• **EXERCISE PROMPT**: Nothing but the pictures should be dropped; repeat the rest of the data below exactly.

• **THE DATA**:
________________________________________

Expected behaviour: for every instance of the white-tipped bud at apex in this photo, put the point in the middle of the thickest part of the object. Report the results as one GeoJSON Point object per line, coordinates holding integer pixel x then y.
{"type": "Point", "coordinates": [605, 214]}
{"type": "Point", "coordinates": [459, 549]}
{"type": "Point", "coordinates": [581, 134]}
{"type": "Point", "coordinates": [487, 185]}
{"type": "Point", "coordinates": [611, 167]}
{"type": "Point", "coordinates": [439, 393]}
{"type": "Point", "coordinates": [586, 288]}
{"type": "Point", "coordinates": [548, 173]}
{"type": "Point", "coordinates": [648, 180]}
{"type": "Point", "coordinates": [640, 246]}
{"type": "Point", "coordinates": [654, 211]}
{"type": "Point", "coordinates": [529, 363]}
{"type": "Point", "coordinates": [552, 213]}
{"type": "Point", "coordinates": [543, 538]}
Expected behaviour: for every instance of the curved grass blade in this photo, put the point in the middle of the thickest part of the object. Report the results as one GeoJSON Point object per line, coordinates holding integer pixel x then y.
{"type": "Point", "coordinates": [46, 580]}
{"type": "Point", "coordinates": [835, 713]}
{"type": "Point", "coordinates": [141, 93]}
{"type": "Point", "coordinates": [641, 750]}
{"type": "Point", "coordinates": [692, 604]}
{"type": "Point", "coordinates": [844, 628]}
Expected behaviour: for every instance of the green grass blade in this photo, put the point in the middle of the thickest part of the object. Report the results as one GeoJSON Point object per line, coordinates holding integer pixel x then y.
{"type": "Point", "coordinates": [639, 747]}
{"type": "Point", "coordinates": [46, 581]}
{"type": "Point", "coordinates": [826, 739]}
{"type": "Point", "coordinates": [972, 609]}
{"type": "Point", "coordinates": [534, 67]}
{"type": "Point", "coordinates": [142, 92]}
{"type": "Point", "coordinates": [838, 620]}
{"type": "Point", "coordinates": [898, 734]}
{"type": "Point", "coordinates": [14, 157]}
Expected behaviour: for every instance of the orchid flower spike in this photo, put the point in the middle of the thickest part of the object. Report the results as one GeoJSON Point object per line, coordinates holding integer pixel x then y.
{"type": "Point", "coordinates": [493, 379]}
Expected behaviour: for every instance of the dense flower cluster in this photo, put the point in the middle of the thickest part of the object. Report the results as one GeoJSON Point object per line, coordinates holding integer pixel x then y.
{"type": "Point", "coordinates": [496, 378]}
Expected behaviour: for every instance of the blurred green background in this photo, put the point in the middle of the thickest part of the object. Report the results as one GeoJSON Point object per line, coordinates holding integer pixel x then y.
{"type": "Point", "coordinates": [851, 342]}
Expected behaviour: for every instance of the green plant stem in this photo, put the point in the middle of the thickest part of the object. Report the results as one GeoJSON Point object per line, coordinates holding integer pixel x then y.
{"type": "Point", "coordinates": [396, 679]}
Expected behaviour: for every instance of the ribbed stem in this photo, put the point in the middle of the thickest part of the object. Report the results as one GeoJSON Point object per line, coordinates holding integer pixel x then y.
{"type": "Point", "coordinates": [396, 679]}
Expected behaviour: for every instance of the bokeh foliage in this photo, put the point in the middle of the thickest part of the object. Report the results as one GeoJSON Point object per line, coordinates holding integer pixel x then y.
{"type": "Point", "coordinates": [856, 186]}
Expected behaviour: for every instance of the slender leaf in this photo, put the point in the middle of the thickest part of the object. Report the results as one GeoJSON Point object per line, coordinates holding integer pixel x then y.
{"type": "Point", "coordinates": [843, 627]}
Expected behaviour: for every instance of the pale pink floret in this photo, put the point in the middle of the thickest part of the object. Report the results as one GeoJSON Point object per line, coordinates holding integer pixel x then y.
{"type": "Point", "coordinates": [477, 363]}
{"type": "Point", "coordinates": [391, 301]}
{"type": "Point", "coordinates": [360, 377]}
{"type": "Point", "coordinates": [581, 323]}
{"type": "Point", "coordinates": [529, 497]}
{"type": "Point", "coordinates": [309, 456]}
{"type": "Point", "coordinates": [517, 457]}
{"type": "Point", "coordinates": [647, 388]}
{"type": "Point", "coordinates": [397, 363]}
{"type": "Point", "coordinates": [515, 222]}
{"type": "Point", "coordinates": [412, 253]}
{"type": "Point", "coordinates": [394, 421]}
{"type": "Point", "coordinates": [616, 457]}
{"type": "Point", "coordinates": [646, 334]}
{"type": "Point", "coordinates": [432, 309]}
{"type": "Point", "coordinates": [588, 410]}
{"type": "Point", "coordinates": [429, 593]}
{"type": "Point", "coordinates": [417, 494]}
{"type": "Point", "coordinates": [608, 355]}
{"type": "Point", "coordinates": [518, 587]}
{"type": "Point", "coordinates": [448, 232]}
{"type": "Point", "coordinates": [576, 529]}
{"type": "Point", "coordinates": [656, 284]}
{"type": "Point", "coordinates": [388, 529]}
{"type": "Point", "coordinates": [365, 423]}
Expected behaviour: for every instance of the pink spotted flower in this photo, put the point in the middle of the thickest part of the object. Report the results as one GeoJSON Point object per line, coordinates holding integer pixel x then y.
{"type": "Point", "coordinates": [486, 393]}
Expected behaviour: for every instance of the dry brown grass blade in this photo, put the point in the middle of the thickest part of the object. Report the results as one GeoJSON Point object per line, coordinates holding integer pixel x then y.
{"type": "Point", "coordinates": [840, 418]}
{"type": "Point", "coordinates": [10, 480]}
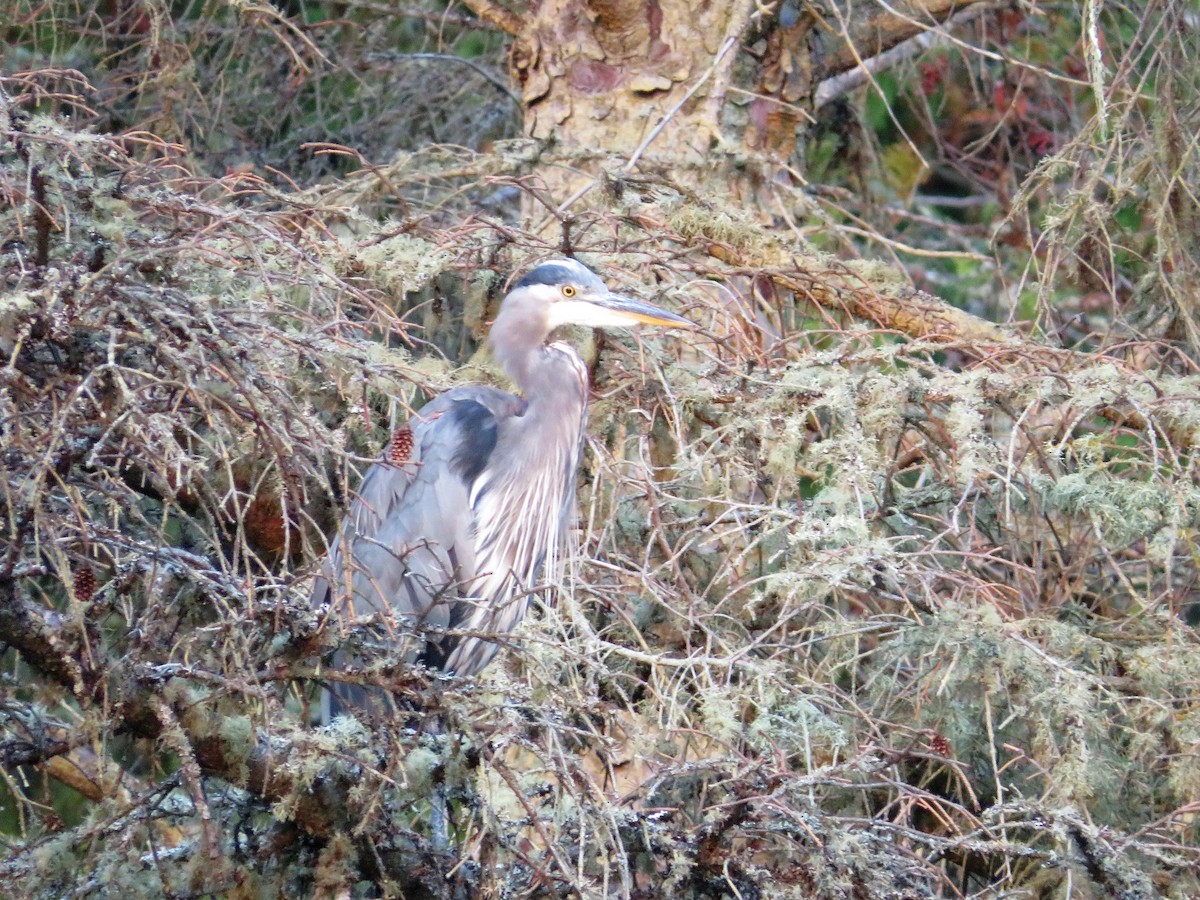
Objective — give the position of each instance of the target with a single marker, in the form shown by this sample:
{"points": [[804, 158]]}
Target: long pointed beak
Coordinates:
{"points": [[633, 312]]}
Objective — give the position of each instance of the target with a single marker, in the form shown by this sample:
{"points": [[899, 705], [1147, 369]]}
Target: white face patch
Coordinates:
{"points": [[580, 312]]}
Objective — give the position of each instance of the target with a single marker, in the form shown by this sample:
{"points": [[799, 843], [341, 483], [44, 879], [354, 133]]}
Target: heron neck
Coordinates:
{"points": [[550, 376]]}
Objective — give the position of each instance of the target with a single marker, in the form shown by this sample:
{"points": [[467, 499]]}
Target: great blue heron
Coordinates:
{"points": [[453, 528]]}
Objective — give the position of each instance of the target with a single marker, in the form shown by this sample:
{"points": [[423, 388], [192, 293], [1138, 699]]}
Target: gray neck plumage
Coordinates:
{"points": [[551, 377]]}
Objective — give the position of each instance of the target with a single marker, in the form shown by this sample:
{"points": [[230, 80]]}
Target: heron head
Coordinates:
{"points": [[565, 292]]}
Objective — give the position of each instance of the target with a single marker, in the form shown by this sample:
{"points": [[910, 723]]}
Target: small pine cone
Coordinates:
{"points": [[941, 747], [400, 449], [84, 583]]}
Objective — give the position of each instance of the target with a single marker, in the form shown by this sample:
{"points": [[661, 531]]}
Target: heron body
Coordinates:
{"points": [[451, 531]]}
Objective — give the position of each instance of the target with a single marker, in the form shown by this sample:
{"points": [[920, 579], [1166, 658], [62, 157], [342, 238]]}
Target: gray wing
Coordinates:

________________________________________

• **ANSWER BELOW**:
Expected behaviour: for every instance of the white-tipped bud at apex in this photo, put the point in the middle of the thickest part of the object. Report the results as one GeoJSON Point object per line, coordinates holding integer pixel x then y.
{"type": "Point", "coordinates": [605, 214]}
{"type": "Point", "coordinates": [459, 549]}
{"type": "Point", "coordinates": [581, 134]}
{"type": "Point", "coordinates": [487, 185]}
{"type": "Point", "coordinates": [611, 167]}
{"type": "Point", "coordinates": [439, 393]}
{"type": "Point", "coordinates": [586, 288]}
{"type": "Point", "coordinates": [548, 173]}
{"type": "Point", "coordinates": [648, 180]}
{"type": "Point", "coordinates": [640, 246]}
{"type": "Point", "coordinates": [654, 211]}
{"type": "Point", "coordinates": [529, 363]}
{"type": "Point", "coordinates": [552, 213]}
{"type": "Point", "coordinates": [543, 538]}
Expected behaviour: for every instance of the curved grass blade in this photo, put the point in the middle of the thickest part of the object. Report the results as one GeoJSON Point object per line, coordinates holding integer pixel x then y.
{"type": "Point", "coordinates": [46, 580]}
{"type": "Point", "coordinates": [835, 713]}
{"type": "Point", "coordinates": [141, 93]}
{"type": "Point", "coordinates": [641, 750]}
{"type": "Point", "coordinates": [692, 604]}
{"type": "Point", "coordinates": [844, 628]}
Expected behaviour: for every instance of the green grass blade in this photo, put the point in the middle of the thickest part of the object. Report the results as one GeoJSON Point object per line, coordinates holding integer pixel x then y.
{"type": "Point", "coordinates": [639, 747]}
{"type": "Point", "coordinates": [46, 581]}
{"type": "Point", "coordinates": [826, 739]}
{"type": "Point", "coordinates": [972, 609]}
{"type": "Point", "coordinates": [534, 67]}
{"type": "Point", "coordinates": [142, 92]}
{"type": "Point", "coordinates": [838, 620]}
{"type": "Point", "coordinates": [898, 734]}
{"type": "Point", "coordinates": [14, 157]}
Expected behaviour: for every instance of the orchid flower spike in this photo, put the point in the middle of the thickest part of the object. Report the results as one GeoJSON Point object per line, coordinates holding integer pixel x then y.
{"type": "Point", "coordinates": [493, 379]}
Expected behaviour: for every instance of the dense flower cluster in this photo, put the point in the middle of the thickest part of the object. Report the results as one GeoJSON Point object per line, coordinates holding integer pixel x then y.
{"type": "Point", "coordinates": [496, 378]}
Expected behaviour: for every instance of the blurred green background in this photo, put the point in the middle of the thickest part of the object. Report the results as one GeoJSON Point object per line, coordinates holding integer pixel x then y.
{"type": "Point", "coordinates": [851, 342]}
Expected behaviour: for every instance of the green plant stem in this photo, put the point in the middle of the thickest part of the object. Report the results as one GeoJSON Point object per line, coordinates holding integer pixel x then y.
{"type": "Point", "coordinates": [396, 679]}
Expected behaviour: for every instance of the ribbed stem in this photo, put the point in the middle of the thickest part of the object. Report the results as one GeoJSON Point object per line, coordinates holding integer pixel x then y.
{"type": "Point", "coordinates": [396, 679]}
Expected behaviour: for every instance of the bokeh foliage in this photo, put the point in the middle of the thickest part of the object. Report the results as one GeoJSON Point object per line, coordinates holding integer pixel x then y.
{"type": "Point", "coordinates": [856, 186]}
Expected behaviour: for every instance of the slender leaf in this photo, put the point in the middle of the thickest part of the object. Report the results as one GeoJSON Point object per line, coordinates holding integer pixel x then y.
{"type": "Point", "coordinates": [843, 627]}
Expected behaviour: for every instance of the pale pink floret in this photo, put the point in the middle of the thickest part of the object. Report the results as one GeoJSON Point object per line, coordinates holding integer pixel x then y.
{"type": "Point", "coordinates": [477, 363]}
{"type": "Point", "coordinates": [391, 301]}
{"type": "Point", "coordinates": [360, 377]}
{"type": "Point", "coordinates": [581, 323]}
{"type": "Point", "coordinates": [529, 497]}
{"type": "Point", "coordinates": [309, 456]}
{"type": "Point", "coordinates": [517, 457]}
{"type": "Point", "coordinates": [647, 388]}
{"type": "Point", "coordinates": [397, 363]}
{"type": "Point", "coordinates": [515, 222]}
{"type": "Point", "coordinates": [412, 253]}
{"type": "Point", "coordinates": [394, 421]}
{"type": "Point", "coordinates": [616, 457]}
{"type": "Point", "coordinates": [646, 334]}
{"type": "Point", "coordinates": [432, 309]}
{"type": "Point", "coordinates": [588, 410]}
{"type": "Point", "coordinates": [429, 593]}
{"type": "Point", "coordinates": [417, 494]}
{"type": "Point", "coordinates": [608, 355]}
{"type": "Point", "coordinates": [518, 587]}
{"type": "Point", "coordinates": [448, 232]}
{"type": "Point", "coordinates": [576, 529]}
{"type": "Point", "coordinates": [656, 284]}
{"type": "Point", "coordinates": [388, 529]}
{"type": "Point", "coordinates": [365, 423]}
Expected behaviour: for every instance of the pink spotted flower in this photo, put the point in the middle of the thickest part of the object. Report the results as one GeoJSON Point object per line, coordinates holding integer pixel x then y.
{"type": "Point", "coordinates": [486, 393]}
Expected behaviour: for every instance of the dry brown grass blade in this photo, put the point in the middle of the thickest part of the object. Report the results as one GeoJSON Point object per line, coordinates holding integer pixel x then y.
{"type": "Point", "coordinates": [840, 418]}
{"type": "Point", "coordinates": [10, 480]}
Objective — give the position of each instance of the target with a single marker, in the form shown by this sample:
{"points": [[804, 158]]}
Target: long pointed beak
Coordinates:
{"points": [[633, 312]]}
Objective — give the position of each instance of the target with a single marker, in the form shown by this sample:
{"points": [[899, 705], [1147, 369]]}
Target: white face patch
Coordinates:
{"points": [[580, 312]]}
Objective — give the position of each instance of the target with a single marker, in the form shown by this sample:
{"points": [[799, 843], [341, 483], [44, 879], [354, 133]]}
Target: heron neck
Coordinates:
{"points": [[550, 376]]}
Objective — give the position of each instance of the target with a single marker, in the form shown by this sample:
{"points": [[467, 499]]}
Target: great blue heron
Coordinates:
{"points": [[453, 528]]}
Objective — give the position of each instance of the target with a single marker, in the form shown by this sample:
{"points": [[423, 388], [192, 293], [1138, 699]]}
Target: gray neck plumage
Coordinates:
{"points": [[551, 377]]}
Objective — give the position of each instance of the target with a single marker, in the form shown by this sample:
{"points": [[230, 80]]}
Target: heron head
Coordinates:
{"points": [[565, 292]]}
Objective — give the position of each instance of the target with a single marker, in the form shown by this sample:
{"points": [[910, 723]]}
Target: small pine cone
Coordinates:
{"points": [[941, 747], [400, 449], [84, 583]]}
Objective — give the position of each instance of the target with a single marker, in the form shown by this sample:
{"points": [[661, 531]]}
Target: heron body
Coordinates:
{"points": [[451, 531]]}
Objective — give the position of each instance of the target with a single marker, in the form shown by this sample:
{"points": [[920, 579], [1166, 658], [62, 157], [342, 238]]}
Target: gray wing
Coordinates:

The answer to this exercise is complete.